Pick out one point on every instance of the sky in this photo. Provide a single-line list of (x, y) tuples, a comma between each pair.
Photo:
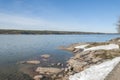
[(60, 15)]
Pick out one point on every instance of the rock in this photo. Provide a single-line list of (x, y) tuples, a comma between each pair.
[(50, 70), (45, 56), (33, 62), (58, 64), (38, 77)]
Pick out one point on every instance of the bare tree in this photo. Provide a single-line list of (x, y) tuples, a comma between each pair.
[(118, 26)]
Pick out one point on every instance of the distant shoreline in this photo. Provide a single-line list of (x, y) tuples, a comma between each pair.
[(47, 32)]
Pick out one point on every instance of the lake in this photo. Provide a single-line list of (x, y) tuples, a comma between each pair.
[(16, 48)]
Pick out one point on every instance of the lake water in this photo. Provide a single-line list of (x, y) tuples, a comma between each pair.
[(15, 48)]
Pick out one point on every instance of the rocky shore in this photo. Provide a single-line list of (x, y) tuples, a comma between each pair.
[(86, 56)]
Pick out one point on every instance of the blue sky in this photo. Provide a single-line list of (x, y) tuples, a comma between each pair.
[(62, 15)]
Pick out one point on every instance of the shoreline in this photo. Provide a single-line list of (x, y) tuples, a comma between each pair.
[(85, 55)]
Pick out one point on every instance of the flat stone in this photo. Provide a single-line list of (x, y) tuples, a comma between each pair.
[(45, 56), (33, 62), (50, 70)]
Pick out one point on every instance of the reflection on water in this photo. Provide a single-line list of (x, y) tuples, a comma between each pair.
[(15, 48)]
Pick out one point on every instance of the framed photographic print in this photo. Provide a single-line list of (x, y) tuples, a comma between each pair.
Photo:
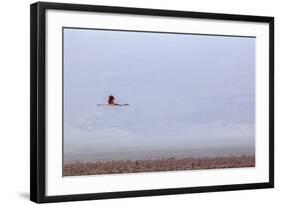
[(129, 102)]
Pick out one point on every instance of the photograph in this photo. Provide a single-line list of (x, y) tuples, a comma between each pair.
[(149, 101)]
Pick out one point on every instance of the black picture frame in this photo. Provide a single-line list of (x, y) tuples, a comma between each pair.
[(38, 101)]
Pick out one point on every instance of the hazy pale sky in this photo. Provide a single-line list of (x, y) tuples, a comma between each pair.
[(183, 90)]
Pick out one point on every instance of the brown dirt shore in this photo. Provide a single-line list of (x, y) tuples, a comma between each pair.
[(170, 164)]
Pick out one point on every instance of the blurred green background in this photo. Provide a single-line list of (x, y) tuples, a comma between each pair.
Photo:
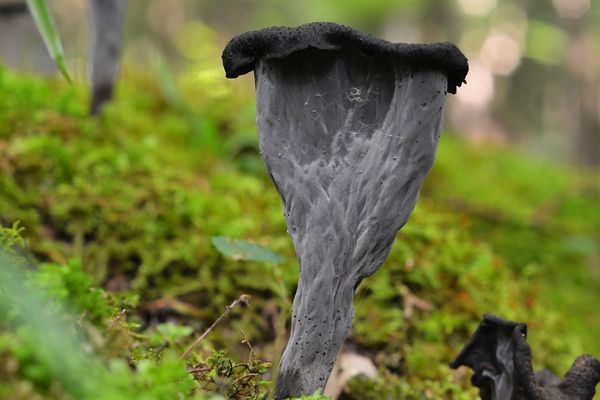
[(112, 219)]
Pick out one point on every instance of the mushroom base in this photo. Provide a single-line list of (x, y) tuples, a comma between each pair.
[(348, 139)]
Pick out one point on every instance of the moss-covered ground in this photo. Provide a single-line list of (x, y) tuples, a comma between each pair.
[(111, 223)]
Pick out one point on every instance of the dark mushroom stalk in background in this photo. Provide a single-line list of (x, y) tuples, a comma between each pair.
[(348, 128), (500, 356), (107, 18)]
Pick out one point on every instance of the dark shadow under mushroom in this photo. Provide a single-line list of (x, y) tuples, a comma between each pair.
[(348, 128), (500, 357)]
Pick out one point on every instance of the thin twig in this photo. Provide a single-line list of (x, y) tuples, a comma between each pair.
[(243, 299)]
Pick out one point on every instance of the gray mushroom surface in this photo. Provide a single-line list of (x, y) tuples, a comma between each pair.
[(500, 357), (348, 128)]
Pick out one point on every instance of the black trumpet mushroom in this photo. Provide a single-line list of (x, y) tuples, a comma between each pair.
[(107, 18), (348, 128), (500, 357)]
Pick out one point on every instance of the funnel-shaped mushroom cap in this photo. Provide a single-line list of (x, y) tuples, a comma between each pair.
[(348, 127), (500, 356)]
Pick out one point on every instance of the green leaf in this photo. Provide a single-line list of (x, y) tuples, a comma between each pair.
[(242, 250), (45, 24)]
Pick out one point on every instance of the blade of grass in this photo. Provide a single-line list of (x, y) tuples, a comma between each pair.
[(47, 28)]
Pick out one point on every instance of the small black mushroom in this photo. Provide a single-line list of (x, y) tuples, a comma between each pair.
[(348, 128), (500, 357)]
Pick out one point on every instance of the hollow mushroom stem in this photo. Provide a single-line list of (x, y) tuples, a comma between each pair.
[(348, 128)]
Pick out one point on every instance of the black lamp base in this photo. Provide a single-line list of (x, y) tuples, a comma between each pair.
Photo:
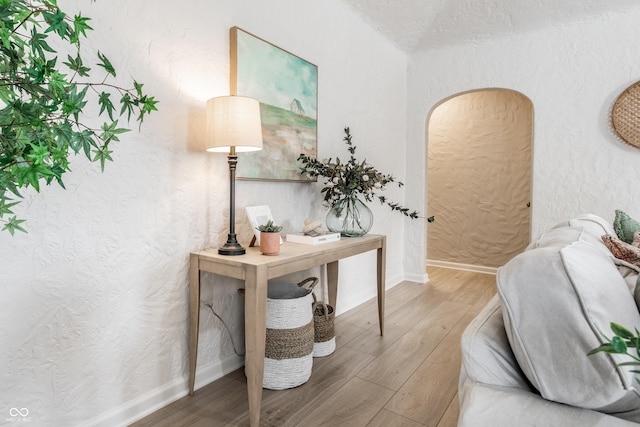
[(232, 247)]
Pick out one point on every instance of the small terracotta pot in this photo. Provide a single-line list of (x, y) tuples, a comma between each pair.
[(269, 243)]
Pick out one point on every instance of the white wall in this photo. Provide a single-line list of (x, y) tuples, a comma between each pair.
[(572, 73), (93, 308)]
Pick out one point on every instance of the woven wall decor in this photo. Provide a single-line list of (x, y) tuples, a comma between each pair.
[(625, 115)]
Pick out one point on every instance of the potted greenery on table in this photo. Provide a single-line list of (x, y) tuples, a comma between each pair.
[(344, 183), (270, 238)]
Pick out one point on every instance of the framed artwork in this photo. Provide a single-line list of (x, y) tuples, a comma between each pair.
[(287, 88), (258, 215)]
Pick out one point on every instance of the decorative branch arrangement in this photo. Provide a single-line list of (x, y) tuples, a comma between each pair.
[(42, 99), (352, 178), (620, 343)]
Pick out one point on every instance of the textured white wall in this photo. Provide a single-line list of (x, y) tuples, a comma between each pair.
[(572, 73), (93, 314)]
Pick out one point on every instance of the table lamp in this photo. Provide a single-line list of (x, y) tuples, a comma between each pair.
[(233, 125)]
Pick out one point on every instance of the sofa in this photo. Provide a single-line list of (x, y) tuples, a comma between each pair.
[(524, 357)]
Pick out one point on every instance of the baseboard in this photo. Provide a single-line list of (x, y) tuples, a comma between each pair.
[(156, 399), (459, 266)]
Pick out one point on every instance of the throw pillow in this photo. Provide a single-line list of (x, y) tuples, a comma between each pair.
[(556, 297), (625, 226), (622, 250)]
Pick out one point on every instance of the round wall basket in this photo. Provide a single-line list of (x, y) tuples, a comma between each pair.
[(625, 115)]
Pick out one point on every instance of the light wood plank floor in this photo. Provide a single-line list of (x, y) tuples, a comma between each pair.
[(408, 378)]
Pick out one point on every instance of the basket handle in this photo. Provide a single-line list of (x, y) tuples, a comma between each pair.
[(304, 284)]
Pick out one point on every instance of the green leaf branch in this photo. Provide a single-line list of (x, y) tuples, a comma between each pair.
[(352, 178), (42, 100)]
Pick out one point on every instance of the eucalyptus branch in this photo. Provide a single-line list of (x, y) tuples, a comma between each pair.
[(41, 121), (351, 179)]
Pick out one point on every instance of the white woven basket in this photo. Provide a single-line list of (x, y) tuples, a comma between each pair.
[(324, 330), (289, 342)]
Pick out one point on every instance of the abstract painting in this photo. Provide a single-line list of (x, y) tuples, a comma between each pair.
[(287, 88)]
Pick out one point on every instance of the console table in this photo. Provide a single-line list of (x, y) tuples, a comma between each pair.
[(255, 269)]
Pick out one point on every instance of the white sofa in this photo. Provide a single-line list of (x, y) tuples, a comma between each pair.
[(524, 357)]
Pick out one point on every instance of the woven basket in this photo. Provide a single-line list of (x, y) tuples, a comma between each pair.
[(289, 341), (324, 339)]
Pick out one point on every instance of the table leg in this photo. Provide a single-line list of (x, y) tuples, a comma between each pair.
[(255, 307), (381, 272), (332, 283), (194, 317)]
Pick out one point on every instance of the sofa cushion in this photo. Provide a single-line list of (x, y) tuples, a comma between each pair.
[(625, 226), (556, 298), (486, 355)]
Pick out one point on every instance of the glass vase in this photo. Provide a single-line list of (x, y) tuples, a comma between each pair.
[(350, 217)]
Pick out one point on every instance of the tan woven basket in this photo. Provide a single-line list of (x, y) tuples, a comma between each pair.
[(625, 116), (324, 340), (290, 332)]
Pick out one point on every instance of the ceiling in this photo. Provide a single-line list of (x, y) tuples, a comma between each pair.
[(415, 25)]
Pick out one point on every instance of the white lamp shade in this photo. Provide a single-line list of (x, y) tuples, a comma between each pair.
[(233, 121)]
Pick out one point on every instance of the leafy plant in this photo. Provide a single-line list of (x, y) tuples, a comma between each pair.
[(620, 343), (43, 97), (270, 227), (352, 178)]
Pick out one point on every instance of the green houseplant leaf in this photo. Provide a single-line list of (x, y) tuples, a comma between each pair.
[(43, 100)]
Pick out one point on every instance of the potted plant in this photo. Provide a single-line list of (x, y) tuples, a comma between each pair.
[(270, 238), (45, 87), (344, 182)]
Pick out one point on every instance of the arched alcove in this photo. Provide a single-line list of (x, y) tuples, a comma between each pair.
[(479, 169)]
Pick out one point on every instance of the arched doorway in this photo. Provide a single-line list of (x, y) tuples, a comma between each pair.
[(479, 170)]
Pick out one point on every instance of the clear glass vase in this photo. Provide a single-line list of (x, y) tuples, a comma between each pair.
[(350, 217)]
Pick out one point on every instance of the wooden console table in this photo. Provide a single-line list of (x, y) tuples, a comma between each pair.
[(255, 269)]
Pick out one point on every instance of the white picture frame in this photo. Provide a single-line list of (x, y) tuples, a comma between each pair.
[(259, 215)]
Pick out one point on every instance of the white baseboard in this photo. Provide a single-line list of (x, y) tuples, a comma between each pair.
[(156, 399), (459, 266), (418, 278)]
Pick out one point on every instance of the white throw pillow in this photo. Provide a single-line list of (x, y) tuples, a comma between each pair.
[(557, 297)]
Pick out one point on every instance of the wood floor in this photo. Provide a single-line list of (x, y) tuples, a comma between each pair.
[(408, 378)]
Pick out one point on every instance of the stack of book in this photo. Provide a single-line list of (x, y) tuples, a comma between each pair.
[(312, 240)]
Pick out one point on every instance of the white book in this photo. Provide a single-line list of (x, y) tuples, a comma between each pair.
[(312, 240)]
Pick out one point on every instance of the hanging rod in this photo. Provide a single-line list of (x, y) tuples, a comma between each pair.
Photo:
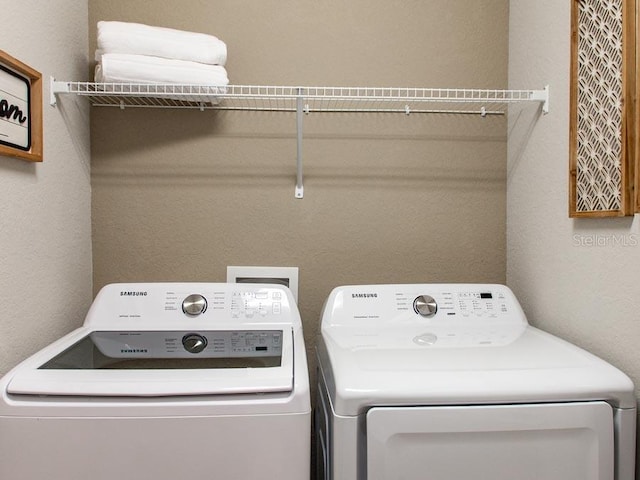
--------------------------------------------------
• [Instructions to follow]:
Please pull out every line in the records above that contains the string "picture". Copy each such line in full.

• [Exercise output]:
Pick out one point on every instance of the black picture frame in this photo. Provide a single-line list of (x, y) tuples, a comma between each pair.
Pick out one point on every instance of the white picture frame in this photo. Provide a single-line list of (x, y) tuples, a comma between each pair.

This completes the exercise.